*Aim of the task*. Examine the records and identify each line that includes the string "blue". Copy those lines.

*Entries supplied*.

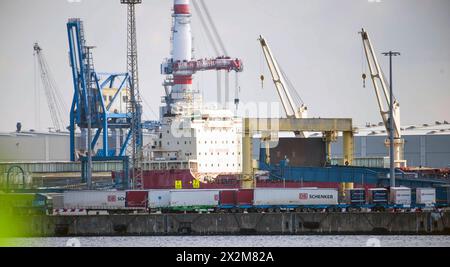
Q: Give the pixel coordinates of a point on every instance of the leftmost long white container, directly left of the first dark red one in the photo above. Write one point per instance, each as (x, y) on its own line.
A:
(94, 199)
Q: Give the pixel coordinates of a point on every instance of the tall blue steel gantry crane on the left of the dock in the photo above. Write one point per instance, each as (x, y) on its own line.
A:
(97, 102)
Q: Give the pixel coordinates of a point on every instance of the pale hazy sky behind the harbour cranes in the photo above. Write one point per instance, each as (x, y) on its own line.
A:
(315, 41)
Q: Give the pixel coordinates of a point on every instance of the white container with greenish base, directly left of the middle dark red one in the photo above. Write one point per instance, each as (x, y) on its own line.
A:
(194, 197)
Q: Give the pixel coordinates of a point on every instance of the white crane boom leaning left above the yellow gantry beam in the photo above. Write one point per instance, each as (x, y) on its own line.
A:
(290, 107)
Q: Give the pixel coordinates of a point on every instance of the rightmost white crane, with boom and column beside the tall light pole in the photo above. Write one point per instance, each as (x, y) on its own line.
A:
(381, 87)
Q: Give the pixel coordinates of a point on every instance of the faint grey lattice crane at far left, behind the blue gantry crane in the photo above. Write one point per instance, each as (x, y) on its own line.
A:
(55, 101)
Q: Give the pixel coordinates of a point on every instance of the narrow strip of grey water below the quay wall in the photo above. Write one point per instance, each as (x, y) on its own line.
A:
(244, 241)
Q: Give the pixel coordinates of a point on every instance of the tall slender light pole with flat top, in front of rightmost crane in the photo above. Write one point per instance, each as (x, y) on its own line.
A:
(391, 118)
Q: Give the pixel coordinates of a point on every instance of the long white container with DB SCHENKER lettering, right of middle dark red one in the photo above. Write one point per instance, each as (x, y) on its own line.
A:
(295, 196)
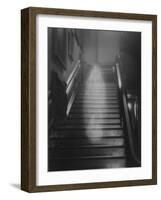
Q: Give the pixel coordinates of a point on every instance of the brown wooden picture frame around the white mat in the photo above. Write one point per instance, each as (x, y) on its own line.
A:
(29, 95)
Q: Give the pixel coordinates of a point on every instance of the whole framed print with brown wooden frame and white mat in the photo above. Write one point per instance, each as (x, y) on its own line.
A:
(89, 99)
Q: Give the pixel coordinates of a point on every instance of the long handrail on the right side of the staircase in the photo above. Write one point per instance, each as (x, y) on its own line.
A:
(127, 117)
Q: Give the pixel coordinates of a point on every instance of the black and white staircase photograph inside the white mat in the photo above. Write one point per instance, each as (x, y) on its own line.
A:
(94, 99)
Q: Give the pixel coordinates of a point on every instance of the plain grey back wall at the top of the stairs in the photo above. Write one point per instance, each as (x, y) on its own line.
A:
(100, 46)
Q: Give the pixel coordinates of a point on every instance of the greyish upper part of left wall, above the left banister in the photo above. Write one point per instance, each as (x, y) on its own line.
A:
(61, 50)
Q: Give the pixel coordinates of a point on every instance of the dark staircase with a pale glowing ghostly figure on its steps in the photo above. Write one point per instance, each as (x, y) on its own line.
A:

*Written response*.
Q: Give the pixel coordinates of a point on every instance of the tall blue steel gantry crane on the left of the dock in the photo above. Write one point per instance, each as (x, y) on its own line.
Q: Give the pixel coordinates of a point on every instance of the faint grey lattice crane at far left, behind the blue gantry crane in the photo above. Write one point per instance, each as (x, y) on its own line.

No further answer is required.